====== Excerpt to read ======

Ignoring the IID assumption isn’t a great idea

The IID assumption (independent and identically distributed) is pretty important. Ignoring it can lead you to make incorrect conclusions (usually through pseudoreplication). Here’s a quick example.

You have 50 bags filled with 1 red and 9 green balls. You randomly draw 1 ball, and record the colour from each bag. You draw the red ball 5 times and a green ball 45 times. Let’s put that into a 2×2.

x1 <- matrix(
  c(405, 45, 45, 5), 
  nrow = 2, 
  dimnames = list(
    c("Green", "Red"), 
    c("Not drawn", "Drawn")
  )
)

> x1
      Not drawn Drawn
Green       405    45
Red          45     5

I’ll fit a chi-squared test to see if there is a difference between drawing a green ball to drawing a red ball. Maybe the red balls are bigger, are rougher, lighter, stickier, something which means it may be more likely to be drawn from the bag over the green balls.

> chisq.test(x1)

	Pearson's Chi-squared test

data:  x1
X-squared = 0, df = 1, p-value = 1

Nope. The p-value is 1 because this is exactly what we would expect to draw if the balls were the same just different colours.

Now perhaps you have 40 bags with 3 red balls and 1 green ball. It’s more likely you’ll draw more red balls in this case. You draw 30 red balls and 10 green balls. Let’s put it into a 2×2 and fit a chi-squared test again.

x2 <- matrix(
  c(30, 90, 10, 30), 
  nrow = 2, 
  dimnames = list(
    c("Green", "Red"), 
    c("Not drawn", "Drawn")
  )
)

> x2
      Not drawn Drawn
Green        30    10
Red          90    30

> chisq.test(x2)

	Pearson's Chi-squared test

data:  x2
X-squared = 0, df = 1, p-value = 1

Look at that, the p-value is 1, we drew exactly what was expected. In which case we would conclude that the red and green balls are not different and the red balls are not more likely to be drawn than green balls.

Because we’re lazy, let’s combine the draws and fit the chi-squared test again.

> x1+x2
      Not drawn Drawn
Green       435    55
Red         135    35

> chisq.test(x1+x2)

====== Data ======

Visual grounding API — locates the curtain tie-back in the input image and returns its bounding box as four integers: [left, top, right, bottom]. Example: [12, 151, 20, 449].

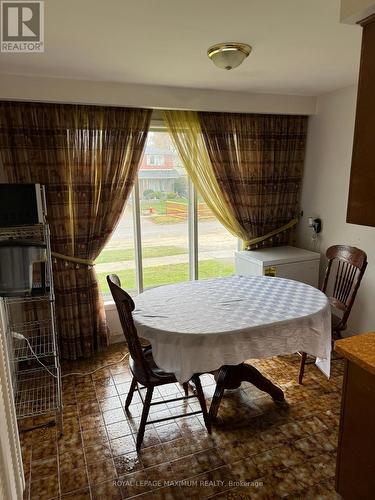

======

» **Exercise description**:
Name each property that the post on the IID assumption offers as a possible reason red balls could be drawn more often than green ones.

» **Finished answer**:
Bigger, rougher, lighter, and stickier.